YOUR INSTRUCTIONS
Each line below is to be repeated exactly; any picture is to be left out.

----

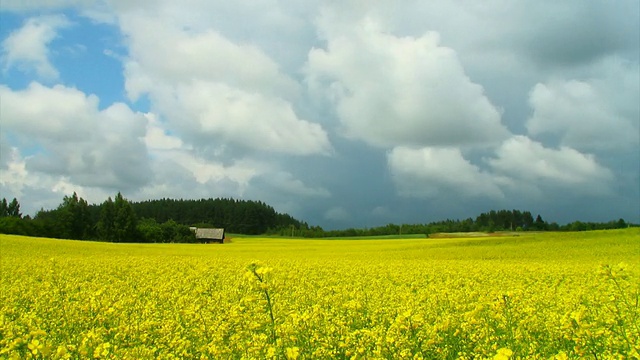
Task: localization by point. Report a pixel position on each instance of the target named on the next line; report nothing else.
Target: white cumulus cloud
(439, 172)
(212, 90)
(27, 48)
(597, 113)
(390, 90)
(529, 162)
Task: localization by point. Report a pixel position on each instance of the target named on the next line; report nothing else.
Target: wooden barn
(209, 236)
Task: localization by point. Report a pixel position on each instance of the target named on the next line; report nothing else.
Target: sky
(340, 113)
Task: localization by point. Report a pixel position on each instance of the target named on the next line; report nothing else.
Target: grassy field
(546, 295)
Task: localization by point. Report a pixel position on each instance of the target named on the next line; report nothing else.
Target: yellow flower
(503, 354)
(293, 352)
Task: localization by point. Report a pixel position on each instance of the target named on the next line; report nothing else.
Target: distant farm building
(209, 236)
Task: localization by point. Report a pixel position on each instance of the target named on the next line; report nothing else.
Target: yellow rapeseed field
(533, 296)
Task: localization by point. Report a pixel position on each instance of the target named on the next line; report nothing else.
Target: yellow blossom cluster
(534, 296)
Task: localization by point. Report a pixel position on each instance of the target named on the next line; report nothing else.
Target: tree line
(168, 220)
(120, 220)
(492, 221)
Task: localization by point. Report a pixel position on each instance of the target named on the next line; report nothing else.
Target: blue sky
(340, 113)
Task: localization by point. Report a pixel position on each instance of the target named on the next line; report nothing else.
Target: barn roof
(210, 234)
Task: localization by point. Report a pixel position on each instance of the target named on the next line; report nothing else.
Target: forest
(169, 220)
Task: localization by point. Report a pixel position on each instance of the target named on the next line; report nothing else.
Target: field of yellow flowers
(533, 296)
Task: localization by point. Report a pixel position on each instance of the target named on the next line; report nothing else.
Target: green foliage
(10, 209)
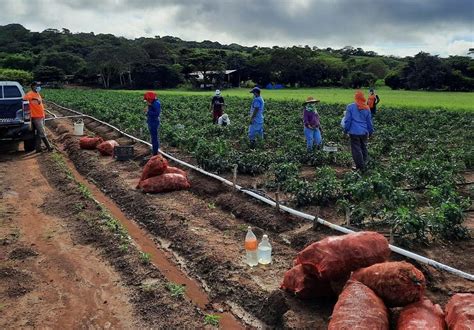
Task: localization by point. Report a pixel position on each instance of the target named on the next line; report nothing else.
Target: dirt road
(47, 279)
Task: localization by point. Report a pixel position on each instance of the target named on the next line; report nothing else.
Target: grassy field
(389, 98)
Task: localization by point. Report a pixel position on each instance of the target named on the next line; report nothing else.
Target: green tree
(69, 63)
(48, 74)
(23, 77)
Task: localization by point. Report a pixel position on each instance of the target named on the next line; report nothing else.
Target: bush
(23, 77)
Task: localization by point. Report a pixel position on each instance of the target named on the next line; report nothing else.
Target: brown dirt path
(46, 280)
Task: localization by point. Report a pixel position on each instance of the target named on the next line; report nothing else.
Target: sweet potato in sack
(335, 257)
(421, 315)
(305, 286)
(358, 307)
(164, 183)
(397, 283)
(171, 169)
(107, 148)
(90, 143)
(155, 166)
(460, 312)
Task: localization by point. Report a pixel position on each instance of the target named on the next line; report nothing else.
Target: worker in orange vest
(372, 101)
(37, 116)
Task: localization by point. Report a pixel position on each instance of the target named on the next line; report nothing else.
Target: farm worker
(312, 124)
(372, 101)
(217, 106)
(153, 111)
(256, 116)
(223, 120)
(358, 124)
(37, 116)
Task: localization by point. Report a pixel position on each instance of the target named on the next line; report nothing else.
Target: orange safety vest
(36, 104)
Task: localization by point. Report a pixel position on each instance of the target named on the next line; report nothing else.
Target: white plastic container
(264, 251)
(251, 245)
(79, 128)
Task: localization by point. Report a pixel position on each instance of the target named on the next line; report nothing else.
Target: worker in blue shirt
(153, 110)
(358, 124)
(256, 116)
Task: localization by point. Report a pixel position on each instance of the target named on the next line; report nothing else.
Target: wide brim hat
(310, 99)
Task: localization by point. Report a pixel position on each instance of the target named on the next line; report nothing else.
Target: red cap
(149, 96)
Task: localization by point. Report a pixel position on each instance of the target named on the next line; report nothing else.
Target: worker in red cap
(153, 110)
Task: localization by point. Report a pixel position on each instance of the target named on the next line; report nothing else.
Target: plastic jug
(79, 128)
(264, 251)
(251, 257)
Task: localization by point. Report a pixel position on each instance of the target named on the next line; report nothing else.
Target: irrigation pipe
(294, 212)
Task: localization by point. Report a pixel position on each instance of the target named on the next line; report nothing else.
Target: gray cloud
(409, 24)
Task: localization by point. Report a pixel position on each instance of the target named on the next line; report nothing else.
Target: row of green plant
(413, 154)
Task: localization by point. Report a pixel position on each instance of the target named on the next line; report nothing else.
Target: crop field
(419, 159)
(457, 101)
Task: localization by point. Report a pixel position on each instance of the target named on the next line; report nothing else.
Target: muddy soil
(61, 268)
(205, 227)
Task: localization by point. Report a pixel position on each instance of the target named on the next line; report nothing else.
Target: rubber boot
(47, 144)
(38, 144)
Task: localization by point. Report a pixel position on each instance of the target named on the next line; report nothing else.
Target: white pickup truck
(15, 121)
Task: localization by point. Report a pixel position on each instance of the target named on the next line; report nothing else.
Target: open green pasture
(459, 101)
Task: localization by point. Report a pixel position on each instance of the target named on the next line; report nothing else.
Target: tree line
(166, 62)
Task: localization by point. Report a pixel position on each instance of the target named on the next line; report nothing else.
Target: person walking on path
(37, 116)
(217, 106)
(312, 124)
(372, 101)
(358, 124)
(153, 111)
(256, 116)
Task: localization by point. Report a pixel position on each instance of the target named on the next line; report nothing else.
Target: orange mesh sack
(358, 307)
(460, 312)
(171, 169)
(335, 257)
(107, 148)
(304, 285)
(155, 166)
(164, 183)
(397, 283)
(421, 315)
(90, 143)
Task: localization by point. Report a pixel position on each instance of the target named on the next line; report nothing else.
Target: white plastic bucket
(79, 128)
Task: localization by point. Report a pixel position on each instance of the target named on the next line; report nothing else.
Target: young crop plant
(145, 258)
(416, 157)
(211, 319)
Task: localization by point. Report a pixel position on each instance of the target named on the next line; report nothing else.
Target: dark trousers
(359, 150)
(154, 127)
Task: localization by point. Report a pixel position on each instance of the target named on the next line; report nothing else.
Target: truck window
(11, 91)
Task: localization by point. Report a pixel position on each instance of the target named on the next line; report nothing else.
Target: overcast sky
(390, 27)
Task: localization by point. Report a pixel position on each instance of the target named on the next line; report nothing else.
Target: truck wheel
(29, 145)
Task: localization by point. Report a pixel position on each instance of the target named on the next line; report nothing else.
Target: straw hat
(310, 99)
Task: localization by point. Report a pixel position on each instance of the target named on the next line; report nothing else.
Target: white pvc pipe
(294, 212)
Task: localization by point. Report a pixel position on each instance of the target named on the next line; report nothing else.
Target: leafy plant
(176, 290)
(211, 319)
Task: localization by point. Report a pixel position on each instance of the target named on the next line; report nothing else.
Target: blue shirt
(153, 113)
(357, 122)
(260, 104)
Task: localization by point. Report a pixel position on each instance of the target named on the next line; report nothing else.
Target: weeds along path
(49, 276)
(205, 228)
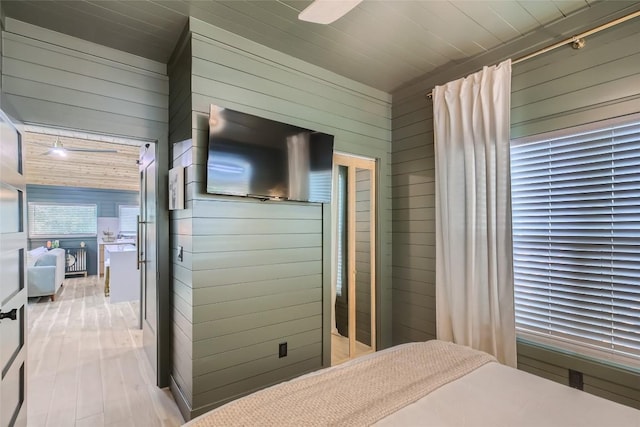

----

RESULT OF THIS EXERCISE
Task: localization by point. Report a pixel position on each instance of the target named on the next line; report nothing else.
Target: white cumulus cloud
(439, 172)
(212, 90)
(27, 48)
(597, 113)
(390, 90)
(529, 162)
Task: localization by point. Report a pixel position on each instance of the target named on the next line; report nothing else.
Target: wooden barn
(209, 236)
Task: localization by point. Report a pixel position on each instance of the target named on the next line; report nothing else.
Target: sky
(340, 113)
Task: localization by point. Report a pixel position on each instance of the target named on the next line; report nothing else.
Target: grassy field
(546, 295)
Task: localization by point. Report a pixel position on each instance of the target named on the next line; report nothing else.
Target: yellow flower
(503, 354)
(293, 352)
Task: localization by point. Report a pixel position on each instance of the target named on the next line; report nothing else.
Target: distant farm building
(209, 236)
Task: localization by point. Report a pixel position on each instance of the target named on the next line; report nothing else.
Target: yellow rapeseed field
(533, 296)
Task: localization by point. Report a pixel position on each instance of the target named on the next line; report nothing else.
Target: yellow blossom cluster
(534, 296)
Task: localization by point. Report a pixel position on each instance of the target named on the next line; report nothing else.
Target: tree line
(168, 220)
(120, 220)
(492, 221)
Task: localization by point. Report a pixel position on each instance of the target named on the next line; report nothing else.
Target: blue sky
(340, 113)
Task: localization by point. Report a pixel position on each instance of the target named on the next line; report nothing else.
Target: barn roof
(210, 234)
Task: localization by point. Report a pixel position on each instance of the target named on the next line; report nothing else.
Target: forest
(169, 220)
Task: localization by point. Report a pixel position on each instance of the target named on the next line; report nothing else.
Target: field of yellow flowers
(533, 296)
Task: localization by point. Report a pixel position on each instance of the target named on the next line; report nothing else.
Target: green foliage
(10, 209)
Task: localization by point. Report a pixel position on each instance of the target named on the next line; report nothing else.
Target: dirt road
(47, 279)
Task: localization by point. Report a pixel position on each instance of the target named on the next line; report nothing else.
Target: grassy field
(389, 98)
Task: localization by point. Report a pixel position on each instance of the target named on the next line; report nothing else.
Target: green tree
(69, 63)
(48, 74)
(23, 77)
Task: localization by point. Report a pixel position on each instance of the target named on the next line; report nothing else.
Target: bush
(23, 77)
Task: localization by point. Report a pixel position on each instance of the target named on the next line; report nothing else.
Target: brown dirt path
(46, 280)
Task: localization by point. Report a pixel position on each instance of the target named on the next line; report nothing else.
Target: sweet potato in sack
(335, 257)
(421, 315)
(305, 286)
(358, 307)
(164, 183)
(397, 283)
(171, 169)
(107, 148)
(90, 143)
(155, 166)
(460, 312)
Task: localization by point. Report a pixel position on each instance of the target named on the next line; report nothing else.
Target: worker in orange vest
(372, 101)
(37, 116)
Task: localization by point. Report a pixel position on each instance of the target named on the next line; report nothing else.
Target: farm worker
(312, 124)
(372, 101)
(217, 106)
(153, 111)
(256, 116)
(223, 120)
(358, 124)
(37, 116)
Task: localization by point. Report a pixel position on each instance of the target named on the next line; report nothing else.
Target: orange safety vest
(36, 104)
Task: localization by point. Report a pixel position on each instance of the target named on the next line; report nothing else.
Target: white plastic container
(264, 251)
(251, 245)
(79, 128)
Task: localization by point. Report a pixel position on each instance of the target named on the next line; report nothing else.
Target: worker in blue shirt
(153, 110)
(358, 124)
(256, 116)
Task: localization by point. Report a pixel position on each instance of the target named on the next line; report nothing else.
Target: wide brim hat
(310, 99)
Task: localization by point. Report a pixel position on each instance of the target named on the next line; report nothing else.
Target: red cap
(149, 96)
Task: localization by point. Report a pixel position on each instance of the target named on the next line; report nothing else.
Target: worker in red cap
(153, 110)
Task: localization by point. Report a pixel position on each instance of the target named on the next line; report nothing else.
Target: plastic jug
(79, 128)
(264, 251)
(251, 257)
Task: localization by point. Report a pixel position on each instance of the target named on the next line; report nothing else.
Target: irrigation pipe
(294, 212)
Task: localization by point. Report a pixel position on each instance of the target named on the next line; report nothing else.
Target: gray cloud
(409, 24)
Task: localization by point. Report a pixel position on each instance of the target named on the next line; report nothing else.
Target: row of green plant
(413, 154)
Task: localization by point. Report a pixel position on each instance of the target named on the next line; report nothing else.
Target: crop field
(419, 159)
(457, 101)
Task: localization by point. Report a pixel position on each instance of the target named on the next line; report nothing else.
Target: muddy soil
(61, 268)
(205, 227)
Task: localization by point. Report a pixel position on each instance of the target named on the next line; report nothing else.
Target: rubber boot
(47, 144)
(38, 144)
Task: localization by point. Report a pixel position on each instance of the target named on the next line; report nothing else.
Target: white pickup truck
(15, 121)
Task: localization by point. Report a pixel position on each instance of the target named on the next line; report nothing else.
Target: open green pasture
(459, 101)
Task: localization by point. Report a pixel position on each instance of the target named on the next line; report nothing else.
Target: tree line
(166, 62)
Task: localization by point. Report a pixel position on each instance of the target named on the next line; report nothing else.
Target: person walking on path
(37, 116)
(217, 106)
(312, 124)
(372, 101)
(358, 124)
(153, 111)
(256, 116)
Task: localization by point. Report a pixel position on each instance of the target named on the next line; report nothing else.
Target: orange mesh sack
(358, 307)
(460, 312)
(171, 169)
(335, 257)
(107, 148)
(304, 285)
(155, 166)
(164, 183)
(397, 283)
(421, 315)
(90, 143)
Task: localization by point. Report a pixel position on each instance of the target named on the next line; report nothing else.
Target: white plastic bucket
(79, 128)
Task: localization by point. Report a pixel position on each instance of the target named on the next line; report nothing else.
Target: young crop plant
(145, 258)
(416, 157)
(211, 319)
Task: localization by point. Report a pixel position on each instance of the target named on the next line; report nothing else.
Target: dark trousers
(359, 150)
(154, 127)
Task: localization by point. Report a pixel position on each instance of the target named on the next line; report nothing else.
Target: truck window
(11, 91)
Task: localization by point. Report a pixel position on each instance of the target named on the next line; report nothing else.
Target: overcast sky
(390, 27)
Task: localization by point. Report a pixel position on each instance of the target named on the next line; report nothing else.
Target: truck wheel
(29, 145)
Task: localization by point. Report a pixel position on each instance of the target named on the next line; report nothing else.
Target: straw hat
(310, 99)
Task: localization by point. Report a pixel position on each instance of the target named on the next line; report nothing else.
Target: white pvc pipe
(294, 212)
Task: localization by point. Report a pixel position on each instance of the target named on the next line; report nothing else.
Target: leafy plant
(176, 290)
(211, 319)
Task: localization by point. Report a pixel position on each instance of the target named on the next line; report nothing else.
Target: blue shirt
(153, 113)
(357, 122)
(260, 104)
Task: localization by point. Report a pixel position on each instance of the target named on the next line; report nothing else.
Target: weeds along path
(49, 276)
(205, 228)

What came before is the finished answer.